┌──
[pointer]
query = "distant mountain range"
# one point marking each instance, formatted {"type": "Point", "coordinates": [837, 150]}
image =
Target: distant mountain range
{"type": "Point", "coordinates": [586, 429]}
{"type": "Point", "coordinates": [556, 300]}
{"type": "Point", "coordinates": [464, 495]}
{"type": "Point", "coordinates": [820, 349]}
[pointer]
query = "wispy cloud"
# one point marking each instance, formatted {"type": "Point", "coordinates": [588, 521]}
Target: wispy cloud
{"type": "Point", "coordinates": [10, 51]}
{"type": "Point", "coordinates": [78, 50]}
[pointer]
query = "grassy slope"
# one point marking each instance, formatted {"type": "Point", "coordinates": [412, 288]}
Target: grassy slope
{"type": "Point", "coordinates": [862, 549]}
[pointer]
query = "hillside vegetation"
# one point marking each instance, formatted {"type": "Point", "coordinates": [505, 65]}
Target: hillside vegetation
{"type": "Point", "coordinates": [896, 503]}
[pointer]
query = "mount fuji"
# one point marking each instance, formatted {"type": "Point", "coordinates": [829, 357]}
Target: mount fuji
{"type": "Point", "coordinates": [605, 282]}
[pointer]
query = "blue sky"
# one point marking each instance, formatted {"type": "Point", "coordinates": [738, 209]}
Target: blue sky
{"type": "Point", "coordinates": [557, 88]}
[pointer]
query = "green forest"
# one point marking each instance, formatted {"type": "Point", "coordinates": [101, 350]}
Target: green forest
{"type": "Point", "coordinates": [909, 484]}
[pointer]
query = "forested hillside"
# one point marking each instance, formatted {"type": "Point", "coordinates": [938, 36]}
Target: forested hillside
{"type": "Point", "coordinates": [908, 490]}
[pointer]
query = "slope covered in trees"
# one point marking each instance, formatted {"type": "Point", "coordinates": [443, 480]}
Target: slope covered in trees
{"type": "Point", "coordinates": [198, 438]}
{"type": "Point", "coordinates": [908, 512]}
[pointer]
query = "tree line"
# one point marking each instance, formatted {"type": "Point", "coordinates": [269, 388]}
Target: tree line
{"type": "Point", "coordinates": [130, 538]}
└──
### WHAT THE TASK REQUIRES
Reproduce each line of the data containing the word "instance".

### TASK RESULT
# one point marking each instance, formatted {"type": "Point", "coordinates": [837, 150]}
# one point marking each instance, formatted {"type": "Point", "coordinates": [588, 521]}
# one point marking each instance, formatted {"type": "Point", "coordinates": [412, 288]}
# one point marking each instance, formatted {"type": "Point", "coordinates": [505, 65]}
# one point marking each instance, formatted {"type": "Point", "coordinates": [829, 357]}
# one point marking each instance, formatted {"type": "Point", "coordinates": [738, 209]}
# one point marking each instance, formatted {"type": "Point", "coordinates": [101, 350]}
# one point marking each instance, formatted {"type": "Point", "coordinates": [938, 36]}
# one point marking each instance, formatted {"type": "Point", "coordinates": [443, 480]}
# one point marking each instance, formatted {"type": "Point", "coordinates": [269, 388]}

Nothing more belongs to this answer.